Rispondi in base al testo sugli investimenti per il welfare integrato:
(a) Quali sono le tre componenti della sfida attesa nei prossimi anni?
(b) Quale fenomeno viene indicato come il grande limite culturale da ridurre?
(c) Quale binomio dovrà lasciare il posto a un'economia basata sul profitto e sulla responsabilità sociale dell'impresa?

_SEZIONE DEL DOCUMENTO_.
╭──

Investimenti innovativi e diversificati per il welfare integrato

Il superamento delle sfide socio-demografiche in atto richiede non solo un nuovo modello culturale, ma anche un nuovo modo di fare impresa e finanza: quali investimenti, innovativi e diversificati, per sostenere e migliorare il welfare integrato?

Alberto Brambilla

Invecchiamento della popolazione, conservazione dell’ambiente e una migliore convivenza sociale basata su diritti e doveri: è la triplice sfida che ci aspetta nei prossimi anni, una sfida che per essere vinta necessita di una molteplicità di azioni tra cui, indubbiamente, un nuovo modello culturale basato sulla conoscenza dei problemi e appunto su diritti, ma anche doveri e un nuovo modo di fare impresa e finanza. La povertà educativa e sociale è il grande limite culturale la cui riduzione sarà fondamentale per il passaggio a un diverso modo di concepire il nostro vivere sociale e lo sviluppo dell’uomo.

Il binomio collettivismo (comunismo) e capitalismo dovrà lasciare il posto a un’economia basata sì sul profitto (molla e strumento per qualsiasi forma di redistribuzione), ma anche sulla responsabilità sociale dell’impresa (SRI – socially responsible investment). Una “terza via” che sarà tanto più praticata quanto più la finanza e gli stakeholder saranno attenti ai problemi di “sostenibilità sociale degli investimenti”, ma anche quanto più i criteri etici (ESG) saranno alla base della maggior parte degli investimenti, soprattutto di quegli investitori che operano nelle politiche sociali.

╰──

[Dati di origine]
╭──

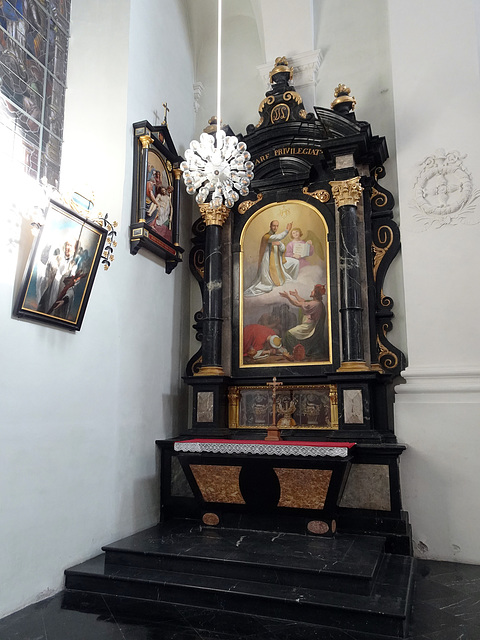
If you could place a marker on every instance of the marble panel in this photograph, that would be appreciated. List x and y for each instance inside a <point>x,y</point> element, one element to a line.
<point>368,487</point>
<point>218,483</point>
<point>303,488</point>
<point>179,484</point>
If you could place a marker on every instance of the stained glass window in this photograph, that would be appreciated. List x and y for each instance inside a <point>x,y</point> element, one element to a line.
<point>33,69</point>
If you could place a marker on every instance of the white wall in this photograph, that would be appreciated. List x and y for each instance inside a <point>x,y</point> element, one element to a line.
<point>80,412</point>
<point>437,100</point>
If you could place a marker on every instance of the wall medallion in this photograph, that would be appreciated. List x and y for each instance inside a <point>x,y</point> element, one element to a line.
<point>444,192</point>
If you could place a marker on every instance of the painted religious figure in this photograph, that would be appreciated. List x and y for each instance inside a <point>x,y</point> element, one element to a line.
<point>159,208</point>
<point>284,307</point>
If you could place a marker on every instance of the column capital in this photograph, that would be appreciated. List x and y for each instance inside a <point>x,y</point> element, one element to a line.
<point>346,192</point>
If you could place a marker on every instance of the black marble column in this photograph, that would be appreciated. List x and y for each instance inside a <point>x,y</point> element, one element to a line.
<point>212,292</point>
<point>347,194</point>
<point>176,198</point>
<point>146,141</point>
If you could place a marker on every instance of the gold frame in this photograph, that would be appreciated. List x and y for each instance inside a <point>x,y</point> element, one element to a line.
<point>234,399</point>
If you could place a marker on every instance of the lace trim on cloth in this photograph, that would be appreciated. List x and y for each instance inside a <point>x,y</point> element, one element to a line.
<point>261,449</point>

╰──

_RISPOSTA CORRETTA_.
(a) L'invecchiamento della popolazione, la conservazione dell'ambiente e una migliore convivenza sociale basata su diritti e doveri.
(b) La povertà educativa e sociale.
(c) Il binomio collettivismo (comunismo) e capitalismo.